**Short task:**
Turn the entries from the line with "Pinpoint the safety railing." to the line with "84;65;153;179" (both included) into a numbered list, leaving out any blank lines.

**Input for this task:**

-- begin --

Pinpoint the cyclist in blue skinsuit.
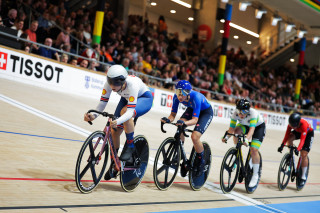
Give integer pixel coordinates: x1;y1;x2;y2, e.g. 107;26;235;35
161;80;213;177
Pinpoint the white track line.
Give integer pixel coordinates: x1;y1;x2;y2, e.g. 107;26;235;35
0;94;283;213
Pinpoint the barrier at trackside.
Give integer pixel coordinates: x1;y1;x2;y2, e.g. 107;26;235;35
0;46;320;131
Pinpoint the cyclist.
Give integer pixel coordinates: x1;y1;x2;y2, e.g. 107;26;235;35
222;99;266;188
278;112;314;185
161;80;213;177
84;65;153;180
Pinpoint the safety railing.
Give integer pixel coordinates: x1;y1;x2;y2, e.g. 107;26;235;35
0;31;320;116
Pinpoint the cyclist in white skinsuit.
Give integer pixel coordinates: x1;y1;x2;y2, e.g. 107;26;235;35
84;65;153;179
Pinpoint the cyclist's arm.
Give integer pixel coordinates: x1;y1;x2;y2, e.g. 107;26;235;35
246;127;256;141
92;86;112;119
281;125;292;145
297;122;308;151
184;117;199;126
168;112;177;122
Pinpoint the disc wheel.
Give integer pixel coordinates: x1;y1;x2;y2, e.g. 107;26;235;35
153;137;181;190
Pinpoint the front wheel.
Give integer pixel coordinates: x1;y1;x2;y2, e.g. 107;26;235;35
296;156;310;191
220;147;240;193
75;131;109;193
153;137;181;190
189;142;212;191
244;151;262;194
278;153;293;191
120;135;149;192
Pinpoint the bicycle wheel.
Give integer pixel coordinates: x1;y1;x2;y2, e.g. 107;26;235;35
153;137;181;190
296;156;310;191
220;147;240;193
189;142;212;191
278;153;293;191
244;151;262;194
75;131;109;193
120;135;149;192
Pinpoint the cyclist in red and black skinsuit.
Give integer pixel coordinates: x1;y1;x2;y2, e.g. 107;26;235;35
278;113;314;185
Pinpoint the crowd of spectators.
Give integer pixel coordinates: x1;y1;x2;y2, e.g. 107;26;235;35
0;0;320;114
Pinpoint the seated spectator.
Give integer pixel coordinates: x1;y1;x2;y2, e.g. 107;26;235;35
38;38;59;61
3;9;18;27
61;53;69;64
11;19;24;37
80;59;89;68
56;26;71;48
70;58;79;67
78;44;100;64
83;24;92;44
142;55;152;75
25;20;39;50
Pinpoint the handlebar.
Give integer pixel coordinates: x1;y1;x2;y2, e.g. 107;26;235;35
222;131;245;146
161;122;193;137
87;109;116;125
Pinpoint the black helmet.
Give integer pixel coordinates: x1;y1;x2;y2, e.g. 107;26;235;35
289;112;301;128
236;99;250;114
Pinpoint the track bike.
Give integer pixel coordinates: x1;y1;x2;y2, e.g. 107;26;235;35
278;145;310;191
75;110;149;193
220;132;262;194
153;122;211;191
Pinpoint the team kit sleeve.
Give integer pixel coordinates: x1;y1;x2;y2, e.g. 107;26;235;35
297;122;308;151
93;82;112;118
192;93;202;118
117;87;139;125
249;111;259;127
282;125;292;145
230;110;237;128
171;94;179;113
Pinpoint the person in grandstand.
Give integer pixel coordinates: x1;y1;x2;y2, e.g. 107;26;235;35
222;99;266;187
161;80;213;177
84;65;153;180
278;112;314;185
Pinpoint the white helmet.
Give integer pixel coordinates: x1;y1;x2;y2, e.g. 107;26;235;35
107;65;128;86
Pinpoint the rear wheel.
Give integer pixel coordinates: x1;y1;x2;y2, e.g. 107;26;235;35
220;147;240;193
120;135;149;192
244;152;262;194
75;131;109;193
296;156;310;191
189;142;212;191
153;137;181;190
278;153;293;191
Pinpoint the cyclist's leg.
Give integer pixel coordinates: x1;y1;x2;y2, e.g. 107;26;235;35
300;131;314;180
111;97;128;149
191;107;213;175
249;123;266;187
179;107;193;141
121;91;153;160
233;123;249;144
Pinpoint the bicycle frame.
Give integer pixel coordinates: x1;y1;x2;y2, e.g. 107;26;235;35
161;123;193;168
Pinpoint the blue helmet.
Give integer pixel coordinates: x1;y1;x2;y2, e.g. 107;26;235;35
176;80;192;96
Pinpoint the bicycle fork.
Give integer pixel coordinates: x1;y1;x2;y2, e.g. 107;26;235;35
179;140;189;171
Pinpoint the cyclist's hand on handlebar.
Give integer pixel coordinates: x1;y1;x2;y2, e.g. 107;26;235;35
294;148;299;156
221;131;230;143
278;144;283;153
160;117;170;123
83;113;95;122
109;118;117;128
177;120;187;128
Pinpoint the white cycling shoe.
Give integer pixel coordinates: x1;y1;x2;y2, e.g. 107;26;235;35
249;174;259;188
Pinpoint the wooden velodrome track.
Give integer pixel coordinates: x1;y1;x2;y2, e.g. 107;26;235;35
0;78;320;212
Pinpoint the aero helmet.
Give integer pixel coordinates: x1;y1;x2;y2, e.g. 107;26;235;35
289;112;301;128
176;80;192;96
236;99;250;114
107;65;128;86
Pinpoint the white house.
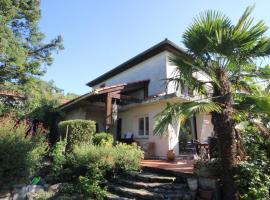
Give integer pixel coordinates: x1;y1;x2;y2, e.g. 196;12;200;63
60;39;213;158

-- end --

**Expected output:**
1. Pinpoint the safety railing.
2. Give integer pixel coordinates: x1;y1;x2;y2, e.g. 107;26;235;35
3. 0;31;320;116
4. Pinpoint the cyclist in white skinsuit.
5. Give integer pixel coordinates: x1;y1;x2;y2, e.g. 107;26;235;35
6. 84;65;153;179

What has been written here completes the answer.